*Given instruction*:
Copy the lines of the records that begin at the one containing "Report one point per instance of the person wearing" and stop after the one containing "[(58, 611)]", substituting "river water" for "canal water" and keeping everything else unchanged.
### Exercise materials ###
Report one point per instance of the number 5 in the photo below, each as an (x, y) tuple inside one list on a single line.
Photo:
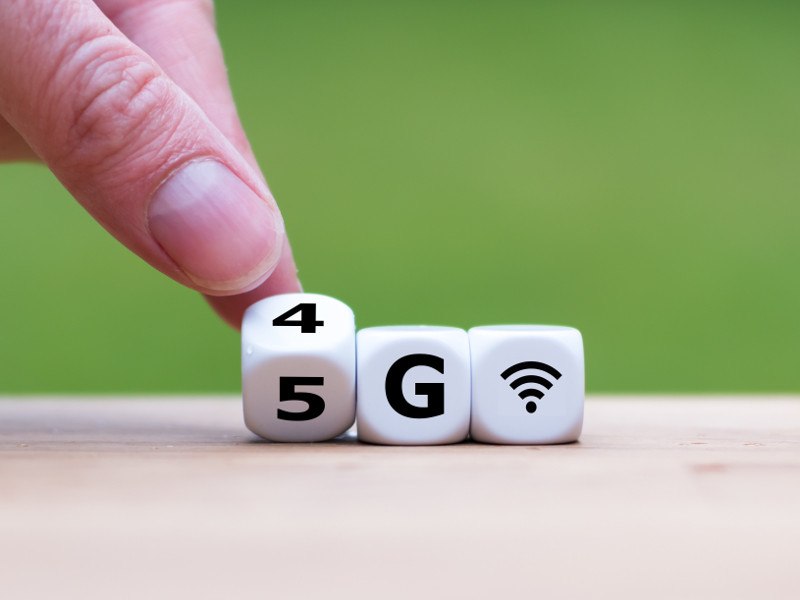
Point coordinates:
[(316, 405)]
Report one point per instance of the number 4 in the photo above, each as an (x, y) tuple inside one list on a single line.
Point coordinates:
[(308, 318)]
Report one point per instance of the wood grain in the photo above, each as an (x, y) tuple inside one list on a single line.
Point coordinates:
[(172, 497)]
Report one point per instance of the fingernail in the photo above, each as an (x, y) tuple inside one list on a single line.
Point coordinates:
[(215, 227)]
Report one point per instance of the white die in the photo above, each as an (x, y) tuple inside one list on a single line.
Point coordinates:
[(527, 384), (413, 385), (298, 368)]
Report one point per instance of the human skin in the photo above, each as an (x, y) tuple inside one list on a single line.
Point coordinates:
[(127, 102)]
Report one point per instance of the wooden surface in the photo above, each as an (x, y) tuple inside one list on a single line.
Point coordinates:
[(173, 498)]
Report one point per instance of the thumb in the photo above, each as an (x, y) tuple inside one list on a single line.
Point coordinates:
[(133, 148)]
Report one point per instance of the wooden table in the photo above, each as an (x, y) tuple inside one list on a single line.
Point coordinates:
[(172, 497)]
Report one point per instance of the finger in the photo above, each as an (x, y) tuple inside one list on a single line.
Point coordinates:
[(12, 146), (133, 148), (181, 36)]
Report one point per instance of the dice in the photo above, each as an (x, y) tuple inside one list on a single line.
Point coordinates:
[(515, 384), (298, 368), (413, 385), (527, 384)]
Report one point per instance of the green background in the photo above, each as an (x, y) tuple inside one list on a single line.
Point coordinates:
[(625, 168)]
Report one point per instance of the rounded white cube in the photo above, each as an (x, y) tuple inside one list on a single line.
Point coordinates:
[(298, 368), (413, 385), (527, 384)]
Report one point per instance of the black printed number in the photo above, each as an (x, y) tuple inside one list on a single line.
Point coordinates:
[(308, 318), (316, 405)]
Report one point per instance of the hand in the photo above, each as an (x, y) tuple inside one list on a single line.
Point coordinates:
[(127, 102)]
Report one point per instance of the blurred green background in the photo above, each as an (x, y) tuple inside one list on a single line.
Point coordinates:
[(627, 168)]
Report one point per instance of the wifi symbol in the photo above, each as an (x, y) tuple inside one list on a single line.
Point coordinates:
[(525, 379)]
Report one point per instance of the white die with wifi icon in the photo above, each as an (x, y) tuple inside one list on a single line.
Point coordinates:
[(527, 384)]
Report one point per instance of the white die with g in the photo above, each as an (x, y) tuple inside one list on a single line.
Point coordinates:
[(413, 385)]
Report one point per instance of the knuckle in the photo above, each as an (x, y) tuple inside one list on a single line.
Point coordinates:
[(118, 104)]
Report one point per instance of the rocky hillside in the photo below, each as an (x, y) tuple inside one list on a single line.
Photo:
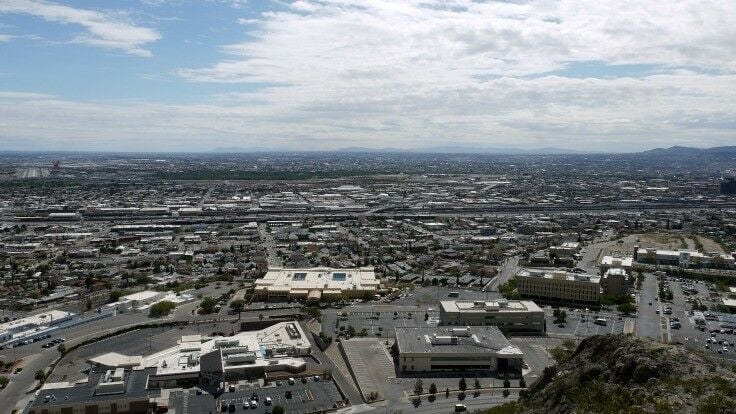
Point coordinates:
[(623, 374)]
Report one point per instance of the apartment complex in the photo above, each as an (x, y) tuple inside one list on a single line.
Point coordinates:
[(559, 286), (512, 317), (474, 348), (314, 284)]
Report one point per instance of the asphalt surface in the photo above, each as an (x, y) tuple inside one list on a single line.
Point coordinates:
[(648, 322)]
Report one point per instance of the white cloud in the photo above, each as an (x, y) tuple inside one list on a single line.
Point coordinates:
[(589, 114), (413, 74), (105, 29)]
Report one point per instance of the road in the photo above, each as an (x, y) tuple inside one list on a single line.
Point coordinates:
[(648, 322)]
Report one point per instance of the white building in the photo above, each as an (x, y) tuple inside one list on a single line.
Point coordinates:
[(281, 284), (474, 348), (32, 326), (513, 317), (559, 286), (612, 262)]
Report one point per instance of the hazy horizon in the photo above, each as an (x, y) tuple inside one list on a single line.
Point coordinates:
[(323, 75)]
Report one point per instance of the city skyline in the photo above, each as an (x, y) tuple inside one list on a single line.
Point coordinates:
[(157, 75)]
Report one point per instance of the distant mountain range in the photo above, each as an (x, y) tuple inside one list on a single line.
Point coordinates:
[(679, 151), (445, 149), (674, 151)]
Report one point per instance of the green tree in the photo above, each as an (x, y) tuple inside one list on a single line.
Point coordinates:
[(208, 305), (161, 309), (40, 375), (238, 305), (626, 308), (419, 387), (115, 295)]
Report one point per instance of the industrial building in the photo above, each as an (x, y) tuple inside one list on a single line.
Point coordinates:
[(473, 348), (32, 326), (684, 258), (314, 284), (512, 317), (559, 286)]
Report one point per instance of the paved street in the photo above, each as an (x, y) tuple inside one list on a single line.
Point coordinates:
[(648, 322)]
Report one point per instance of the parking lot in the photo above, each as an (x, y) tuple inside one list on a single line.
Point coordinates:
[(711, 338), (582, 324), (299, 398), (379, 322), (372, 367)]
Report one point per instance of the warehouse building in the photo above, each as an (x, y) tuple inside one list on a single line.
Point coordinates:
[(124, 384), (684, 258), (559, 286), (473, 348), (32, 326), (315, 284), (512, 317)]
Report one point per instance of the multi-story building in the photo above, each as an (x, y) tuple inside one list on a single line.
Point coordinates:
[(512, 317), (615, 282), (559, 286), (137, 384), (612, 262), (316, 283), (474, 348)]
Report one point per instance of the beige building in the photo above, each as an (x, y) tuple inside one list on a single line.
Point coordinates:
[(615, 282), (315, 284), (611, 262), (512, 317), (559, 286), (474, 348)]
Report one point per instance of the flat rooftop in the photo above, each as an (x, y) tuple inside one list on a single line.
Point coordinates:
[(45, 318), (501, 306), (558, 275), (452, 340), (322, 278)]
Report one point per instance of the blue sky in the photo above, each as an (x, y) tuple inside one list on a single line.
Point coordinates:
[(181, 75)]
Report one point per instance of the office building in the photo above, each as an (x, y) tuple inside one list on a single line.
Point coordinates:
[(511, 317), (558, 286), (474, 348), (612, 262), (315, 284)]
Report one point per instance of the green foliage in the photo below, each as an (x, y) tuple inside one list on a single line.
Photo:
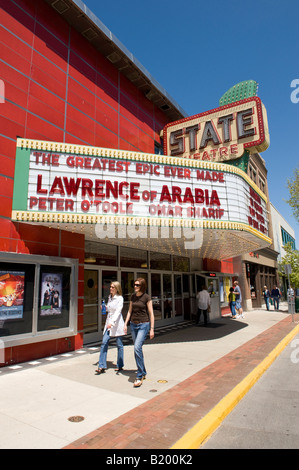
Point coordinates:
[(293, 185), (292, 258)]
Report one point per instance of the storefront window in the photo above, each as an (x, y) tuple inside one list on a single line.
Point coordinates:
[(16, 298), (54, 298), (131, 258)]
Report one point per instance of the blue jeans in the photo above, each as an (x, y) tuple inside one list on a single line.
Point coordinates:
[(104, 349), (276, 303), (139, 334), (232, 306)]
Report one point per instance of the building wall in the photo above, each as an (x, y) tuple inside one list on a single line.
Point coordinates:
[(59, 88), (280, 223)]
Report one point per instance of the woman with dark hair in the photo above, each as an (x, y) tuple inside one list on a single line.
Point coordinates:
[(141, 317)]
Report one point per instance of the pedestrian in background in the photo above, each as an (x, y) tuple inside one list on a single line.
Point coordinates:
[(238, 293), (275, 294), (267, 294), (114, 326), (141, 317), (203, 305), (232, 302)]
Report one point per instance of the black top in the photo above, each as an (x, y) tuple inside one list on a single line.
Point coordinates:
[(139, 307)]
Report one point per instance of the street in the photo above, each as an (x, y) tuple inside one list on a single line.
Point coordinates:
[(268, 416)]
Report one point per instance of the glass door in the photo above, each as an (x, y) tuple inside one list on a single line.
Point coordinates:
[(167, 295), (107, 278), (91, 305), (156, 295), (96, 288)]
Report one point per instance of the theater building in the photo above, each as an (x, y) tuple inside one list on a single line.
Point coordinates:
[(104, 177)]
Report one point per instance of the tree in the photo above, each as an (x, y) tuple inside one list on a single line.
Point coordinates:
[(291, 257), (293, 185)]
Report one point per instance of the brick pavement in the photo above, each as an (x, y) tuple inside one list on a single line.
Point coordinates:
[(163, 420)]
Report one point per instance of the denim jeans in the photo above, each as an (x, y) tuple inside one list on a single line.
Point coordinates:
[(276, 303), (139, 334), (104, 349), (232, 306)]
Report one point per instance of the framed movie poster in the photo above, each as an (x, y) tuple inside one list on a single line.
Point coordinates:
[(51, 294), (11, 294)]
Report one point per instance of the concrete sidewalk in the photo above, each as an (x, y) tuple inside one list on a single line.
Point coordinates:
[(190, 369)]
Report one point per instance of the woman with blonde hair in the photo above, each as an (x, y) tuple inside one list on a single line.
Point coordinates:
[(114, 326), (141, 317)]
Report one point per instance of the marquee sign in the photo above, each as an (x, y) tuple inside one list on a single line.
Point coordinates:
[(220, 134), (64, 183)]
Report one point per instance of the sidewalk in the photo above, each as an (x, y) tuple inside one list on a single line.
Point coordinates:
[(190, 369)]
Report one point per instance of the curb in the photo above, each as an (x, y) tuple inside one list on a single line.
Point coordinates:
[(207, 425)]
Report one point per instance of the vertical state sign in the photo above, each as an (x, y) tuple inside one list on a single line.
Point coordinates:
[(220, 134), (57, 182)]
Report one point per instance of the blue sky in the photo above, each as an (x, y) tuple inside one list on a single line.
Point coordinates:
[(199, 49)]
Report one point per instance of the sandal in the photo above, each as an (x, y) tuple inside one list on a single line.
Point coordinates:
[(138, 383)]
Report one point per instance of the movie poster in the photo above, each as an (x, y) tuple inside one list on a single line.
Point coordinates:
[(51, 294), (11, 295)]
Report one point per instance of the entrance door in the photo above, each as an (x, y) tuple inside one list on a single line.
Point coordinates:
[(178, 295), (91, 324), (156, 295), (167, 295), (96, 288)]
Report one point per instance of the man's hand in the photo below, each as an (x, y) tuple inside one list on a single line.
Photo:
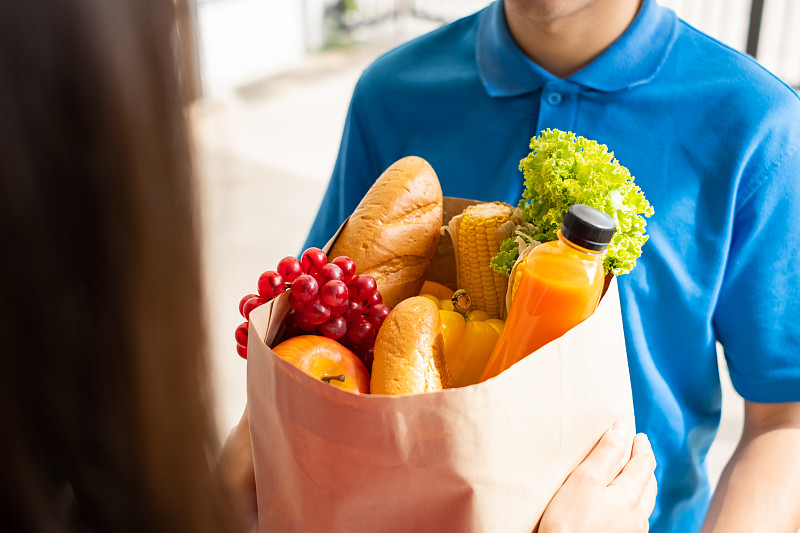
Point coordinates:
[(760, 488), (613, 489)]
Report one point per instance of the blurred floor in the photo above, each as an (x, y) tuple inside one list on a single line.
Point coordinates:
[(265, 154)]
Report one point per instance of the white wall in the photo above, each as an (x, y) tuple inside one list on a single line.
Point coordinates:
[(241, 41)]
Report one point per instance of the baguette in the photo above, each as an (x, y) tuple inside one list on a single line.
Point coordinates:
[(409, 351), (393, 233)]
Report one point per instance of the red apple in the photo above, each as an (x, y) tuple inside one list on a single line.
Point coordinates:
[(326, 359)]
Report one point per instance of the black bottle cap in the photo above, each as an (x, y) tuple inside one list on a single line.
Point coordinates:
[(588, 227)]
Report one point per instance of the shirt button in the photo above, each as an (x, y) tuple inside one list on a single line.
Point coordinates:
[(554, 98)]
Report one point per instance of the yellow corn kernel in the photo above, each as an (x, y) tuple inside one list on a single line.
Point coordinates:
[(478, 242), (517, 278)]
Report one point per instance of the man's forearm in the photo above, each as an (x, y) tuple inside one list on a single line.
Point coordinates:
[(760, 488)]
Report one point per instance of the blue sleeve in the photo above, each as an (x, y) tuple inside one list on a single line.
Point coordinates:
[(757, 319), (353, 174)]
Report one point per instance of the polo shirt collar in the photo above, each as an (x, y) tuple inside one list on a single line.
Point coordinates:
[(633, 59)]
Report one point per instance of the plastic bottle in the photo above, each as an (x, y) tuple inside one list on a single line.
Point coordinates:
[(560, 287)]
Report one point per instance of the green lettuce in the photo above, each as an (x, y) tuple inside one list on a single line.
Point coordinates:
[(564, 169)]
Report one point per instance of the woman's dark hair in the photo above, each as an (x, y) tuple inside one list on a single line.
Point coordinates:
[(105, 412)]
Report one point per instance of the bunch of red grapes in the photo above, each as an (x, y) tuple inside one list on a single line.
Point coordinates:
[(327, 298)]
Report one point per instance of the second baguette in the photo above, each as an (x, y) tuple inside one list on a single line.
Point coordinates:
[(409, 351)]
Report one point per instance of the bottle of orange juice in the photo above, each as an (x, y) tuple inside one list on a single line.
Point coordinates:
[(560, 287)]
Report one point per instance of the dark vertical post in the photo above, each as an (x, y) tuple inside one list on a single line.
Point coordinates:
[(756, 11)]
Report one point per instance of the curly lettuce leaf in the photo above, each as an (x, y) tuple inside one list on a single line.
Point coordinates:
[(564, 169)]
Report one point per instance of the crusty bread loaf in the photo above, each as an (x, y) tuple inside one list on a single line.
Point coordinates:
[(393, 233), (409, 350)]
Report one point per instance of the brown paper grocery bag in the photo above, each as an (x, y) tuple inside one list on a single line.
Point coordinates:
[(483, 458)]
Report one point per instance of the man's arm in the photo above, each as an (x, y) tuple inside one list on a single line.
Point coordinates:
[(760, 487)]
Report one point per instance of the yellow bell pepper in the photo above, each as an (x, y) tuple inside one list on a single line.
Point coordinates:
[(467, 346), (469, 342)]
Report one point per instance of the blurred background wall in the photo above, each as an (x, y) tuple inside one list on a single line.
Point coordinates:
[(241, 41)]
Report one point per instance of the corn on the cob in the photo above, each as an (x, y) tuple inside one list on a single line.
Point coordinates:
[(478, 242)]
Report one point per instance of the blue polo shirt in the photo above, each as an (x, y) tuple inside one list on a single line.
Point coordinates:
[(713, 140)]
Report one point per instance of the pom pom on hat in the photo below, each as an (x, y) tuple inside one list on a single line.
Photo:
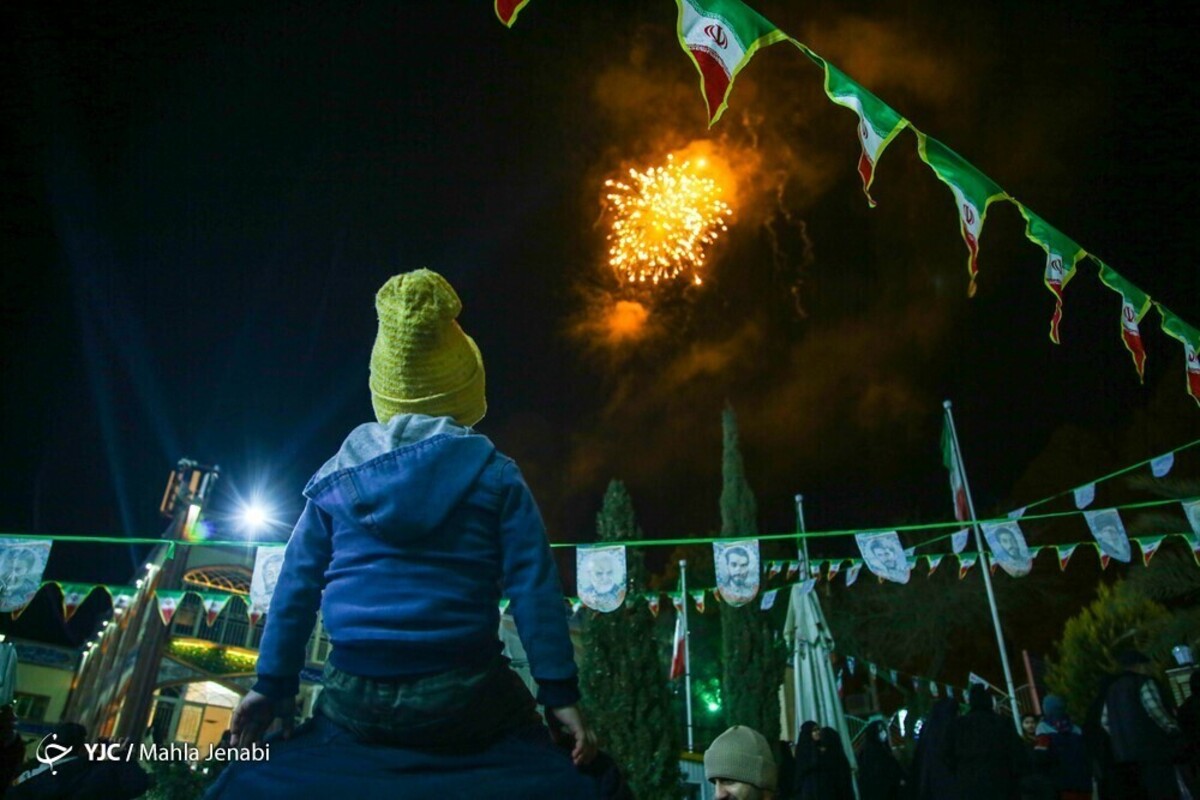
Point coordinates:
[(421, 361), (741, 753)]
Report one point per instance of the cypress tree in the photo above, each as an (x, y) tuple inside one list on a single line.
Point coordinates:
[(753, 661), (623, 674)]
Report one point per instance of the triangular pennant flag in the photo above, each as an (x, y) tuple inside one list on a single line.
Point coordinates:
[(973, 192), (1084, 495), (1149, 546), (508, 10), (1134, 305), (877, 122), (214, 603), (73, 594), (1062, 256), (1162, 465), (720, 36), (1189, 338), (168, 602), (121, 597), (959, 540), (1065, 553)]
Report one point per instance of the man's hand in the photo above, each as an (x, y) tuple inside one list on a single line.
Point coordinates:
[(255, 715), (585, 749)]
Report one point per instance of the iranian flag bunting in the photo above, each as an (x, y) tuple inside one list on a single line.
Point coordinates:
[(1149, 546), (973, 192), (168, 602), (508, 10), (877, 122), (1189, 338), (1062, 256), (678, 657), (952, 462), (1134, 305), (73, 594), (721, 36)]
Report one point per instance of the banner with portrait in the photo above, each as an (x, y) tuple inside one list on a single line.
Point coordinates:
[(22, 564), (1109, 533), (600, 576), (1008, 548), (737, 567), (883, 555)]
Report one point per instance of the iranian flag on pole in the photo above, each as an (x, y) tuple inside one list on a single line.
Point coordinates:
[(1062, 256), (1134, 305), (973, 192), (677, 650), (1189, 337), (721, 36), (877, 122), (952, 462), (508, 10)]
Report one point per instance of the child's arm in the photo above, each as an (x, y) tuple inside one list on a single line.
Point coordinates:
[(532, 583)]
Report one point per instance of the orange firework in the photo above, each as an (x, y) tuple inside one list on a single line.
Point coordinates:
[(664, 221)]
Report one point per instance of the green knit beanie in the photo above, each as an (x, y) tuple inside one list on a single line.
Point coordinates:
[(421, 361)]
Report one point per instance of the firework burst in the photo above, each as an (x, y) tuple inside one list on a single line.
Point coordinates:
[(664, 221)]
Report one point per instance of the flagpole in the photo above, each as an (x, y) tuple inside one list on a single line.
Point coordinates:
[(687, 653), (985, 569)]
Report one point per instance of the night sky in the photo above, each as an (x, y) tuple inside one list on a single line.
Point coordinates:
[(199, 202)]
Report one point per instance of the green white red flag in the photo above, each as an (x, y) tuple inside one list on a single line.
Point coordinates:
[(508, 10), (1189, 337), (721, 36), (973, 192), (877, 122), (1134, 305), (1062, 256)]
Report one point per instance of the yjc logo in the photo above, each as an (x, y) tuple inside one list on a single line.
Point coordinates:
[(51, 753), (717, 34)]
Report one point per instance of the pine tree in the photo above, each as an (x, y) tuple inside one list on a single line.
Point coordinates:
[(624, 672), (753, 660)]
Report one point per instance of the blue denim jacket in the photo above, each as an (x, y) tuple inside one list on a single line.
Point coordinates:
[(409, 535)]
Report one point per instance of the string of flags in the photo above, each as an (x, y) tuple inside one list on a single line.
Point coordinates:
[(721, 36)]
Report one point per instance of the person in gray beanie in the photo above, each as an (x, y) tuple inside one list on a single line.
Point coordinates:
[(741, 764)]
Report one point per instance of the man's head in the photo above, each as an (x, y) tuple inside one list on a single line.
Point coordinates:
[(741, 765), (737, 566), (883, 554), (421, 361)]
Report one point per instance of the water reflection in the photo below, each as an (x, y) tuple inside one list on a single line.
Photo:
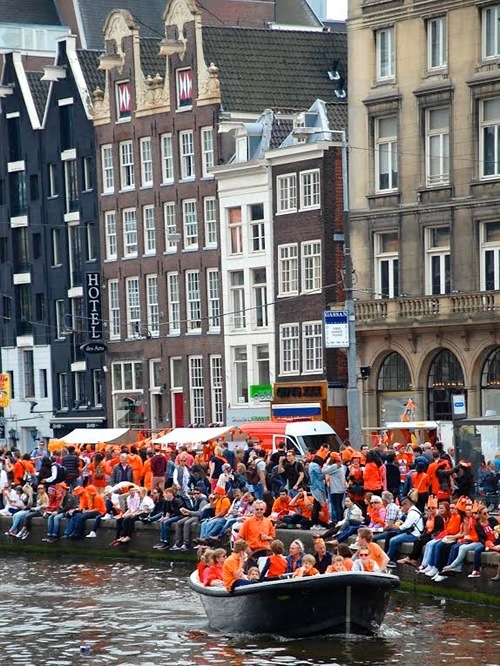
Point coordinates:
[(140, 614)]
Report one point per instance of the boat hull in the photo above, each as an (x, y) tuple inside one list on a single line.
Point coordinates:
[(351, 603)]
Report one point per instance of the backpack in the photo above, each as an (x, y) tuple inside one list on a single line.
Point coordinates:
[(61, 473), (99, 472)]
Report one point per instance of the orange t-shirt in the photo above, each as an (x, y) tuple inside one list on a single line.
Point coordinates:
[(231, 571), (251, 530)]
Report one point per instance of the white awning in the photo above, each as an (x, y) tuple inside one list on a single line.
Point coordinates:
[(191, 435), (96, 435)]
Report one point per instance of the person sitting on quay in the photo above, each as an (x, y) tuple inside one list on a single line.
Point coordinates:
[(275, 565), (307, 568), (192, 514), (172, 514), (364, 561)]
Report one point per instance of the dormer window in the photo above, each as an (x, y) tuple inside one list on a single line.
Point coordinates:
[(123, 101)]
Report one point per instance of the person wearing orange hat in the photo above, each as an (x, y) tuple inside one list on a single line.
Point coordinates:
[(91, 505), (222, 504)]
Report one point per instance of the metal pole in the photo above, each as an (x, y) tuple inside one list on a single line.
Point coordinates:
[(353, 406)]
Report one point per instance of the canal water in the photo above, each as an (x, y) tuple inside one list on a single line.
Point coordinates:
[(58, 611)]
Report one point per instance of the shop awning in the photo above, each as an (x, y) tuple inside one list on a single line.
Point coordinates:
[(191, 435), (96, 435)]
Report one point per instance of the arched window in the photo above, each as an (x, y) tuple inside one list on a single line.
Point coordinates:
[(394, 374), (446, 378)]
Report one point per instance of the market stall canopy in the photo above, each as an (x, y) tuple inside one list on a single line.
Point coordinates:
[(191, 435), (97, 435)]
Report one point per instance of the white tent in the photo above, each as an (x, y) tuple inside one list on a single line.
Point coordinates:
[(181, 436), (96, 435)]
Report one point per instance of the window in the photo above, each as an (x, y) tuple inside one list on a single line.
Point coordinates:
[(259, 285), (216, 389), (174, 304), (186, 149), (108, 173), (114, 309), (63, 390), (190, 224), (133, 307), (196, 390), (60, 321), (167, 159), (237, 291), (70, 186), (66, 126), (288, 270), (438, 261), (149, 230), (257, 228), (490, 256), (387, 265), (437, 146), (207, 150), (491, 32), (56, 247), (385, 53), (129, 232), (240, 374), (310, 189), (286, 193), (490, 138), (436, 43), (312, 347), (262, 364), (235, 230), (171, 235), (213, 299), (311, 266), (123, 101), (193, 301), (87, 174), (29, 373), (210, 216), (127, 176), (184, 88), (153, 305), (289, 349), (386, 153), (90, 236), (146, 162), (52, 177), (110, 235)]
###
*Completed exercise*:
Report one point per instance of the person wearing orange hat in the photo above, each as an (x, y) tuple inside one list on a single line.
Point coordinates:
[(91, 505), (222, 504)]
Report one point per instance of the metal pole in the photo above, each as an (x, y) tuple inside one list on a single line.
Point coordinates:
[(353, 406)]
Report one point per instance of the river water in the photo above, each as an (x, y) tuple inside one list on a single line.
Point coordinates:
[(58, 611)]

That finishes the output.